TASK DETAILS:
Please edit the material starting at the line containing "indicate the crowd" and ending at the end of the material, replacing "crowd of people" with "audience" and leaving everything else unchanged. Give back only those lines.

RECORDS SHOWN:
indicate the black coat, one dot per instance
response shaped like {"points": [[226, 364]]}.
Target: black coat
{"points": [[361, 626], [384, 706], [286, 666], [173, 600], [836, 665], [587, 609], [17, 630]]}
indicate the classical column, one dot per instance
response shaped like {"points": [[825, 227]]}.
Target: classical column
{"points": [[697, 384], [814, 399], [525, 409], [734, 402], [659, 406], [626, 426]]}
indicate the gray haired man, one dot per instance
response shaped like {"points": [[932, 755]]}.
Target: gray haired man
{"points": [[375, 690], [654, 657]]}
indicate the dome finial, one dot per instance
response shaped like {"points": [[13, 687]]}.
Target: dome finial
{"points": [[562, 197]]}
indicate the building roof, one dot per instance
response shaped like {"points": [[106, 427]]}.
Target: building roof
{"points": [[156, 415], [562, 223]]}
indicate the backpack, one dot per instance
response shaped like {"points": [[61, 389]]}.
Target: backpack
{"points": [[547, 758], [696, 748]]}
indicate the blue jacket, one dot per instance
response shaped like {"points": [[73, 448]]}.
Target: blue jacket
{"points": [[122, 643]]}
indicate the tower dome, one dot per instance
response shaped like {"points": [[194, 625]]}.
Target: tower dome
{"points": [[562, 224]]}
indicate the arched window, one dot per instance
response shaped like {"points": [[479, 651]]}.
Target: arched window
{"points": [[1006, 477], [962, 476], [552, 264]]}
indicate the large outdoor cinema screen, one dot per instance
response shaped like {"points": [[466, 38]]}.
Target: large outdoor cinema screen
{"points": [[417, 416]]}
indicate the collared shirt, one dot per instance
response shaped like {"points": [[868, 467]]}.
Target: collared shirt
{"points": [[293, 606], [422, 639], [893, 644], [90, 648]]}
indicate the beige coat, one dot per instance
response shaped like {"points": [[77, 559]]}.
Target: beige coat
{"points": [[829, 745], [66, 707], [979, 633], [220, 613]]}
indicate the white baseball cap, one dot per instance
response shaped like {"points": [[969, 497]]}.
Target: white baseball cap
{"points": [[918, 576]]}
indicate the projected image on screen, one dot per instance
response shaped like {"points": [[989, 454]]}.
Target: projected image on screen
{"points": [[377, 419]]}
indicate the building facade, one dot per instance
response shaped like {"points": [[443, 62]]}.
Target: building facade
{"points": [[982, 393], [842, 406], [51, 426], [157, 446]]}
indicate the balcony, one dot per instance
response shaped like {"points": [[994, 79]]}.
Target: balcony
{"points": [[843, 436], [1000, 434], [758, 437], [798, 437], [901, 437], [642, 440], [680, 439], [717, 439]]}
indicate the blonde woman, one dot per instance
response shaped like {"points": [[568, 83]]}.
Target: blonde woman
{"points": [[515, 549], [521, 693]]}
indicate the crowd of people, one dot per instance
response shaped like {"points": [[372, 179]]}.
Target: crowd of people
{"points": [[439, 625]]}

EXERCISE RESULT:
indicate the audience, one dot per instance
response shaped like {"points": [[372, 179]]}.
Target: audience
{"points": [[439, 625]]}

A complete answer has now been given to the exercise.